==== Excerpted text ====

I'll describe my test case in detail, perhaps there's something I don't understand happening.
* I set up a machine with two (fake) NUMA nodes (0 and 1), with 2G of hugepages on node 1, and none on node 0.
* I create a 2G guest using virt-install:
virt-install --name ppc --memory=2048 --disk ~/tmp/tmp.qcow2 --cdrom ~/tmp/ubuntu-16.04-server-ppc64el.iso --wait 0 --virt-type qemu --memorybacking hugepages=on --graphics vnc --arch ppc64le
* I "virsh destroy" and then "virsh edit" to add this block to the guest XML:
<numatune> <memory mode='strict' nodeset='0'/> </numatune>
* "virsh start", and the machine starts (I believe it should fail due to insufficient memory satasfying the policy). * "numastat -p $(pidof qemu-system-ppc64)" shows something like this:
Per-node process memory usage (in MBs) for PID 8048 (qemu-system-ppc) Node 0 Node 1 Total --------------- --------------- --------------- Huge 0.00 2048.00 2048.00 Heap 8.12 0.00 8.12 Stack 0.03 0.00 0.03 Private 35.80 6.10 41.90 ---------------- --------------- --------------- --------------- Total 43.95 2054.10 2098.05
So it looks like it's allocated hugepages from node 1, isn't this violating the policy I set via numatune?
Oh, now I get it. We are doing our best to apply that policy to qemu even when we don't have this option. However, using this works even better (which is probably* what we want). And that's the reasoning behind this.
* I'm saying probably because when I was adding numactl binding to be used together with cgroups, I was told that we couldn't change the binding afterwards and it's bad. I feel like we could do something with that and it would help us in the future, but there needs to be a discussion, I guess. Because I might be one of the few =)

==== Recorded information ====

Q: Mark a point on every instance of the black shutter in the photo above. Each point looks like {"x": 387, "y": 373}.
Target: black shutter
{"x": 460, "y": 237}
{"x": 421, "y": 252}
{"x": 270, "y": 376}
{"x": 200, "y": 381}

====

- Directives:
1. Quote the NUMA thread word for word, everything from "Oh, now I get" down to "reasoning behind this.".
2. In the NUMA thread, which node was set up with the 2G of hugepages?

- Answers in order:
1.
Oh, now I get it. We are doing our best to apply that policy to qemu even when we don't have this option. However, using this works even better (which is probably* what we want). And that's the reasoning behind this.

2. Node 1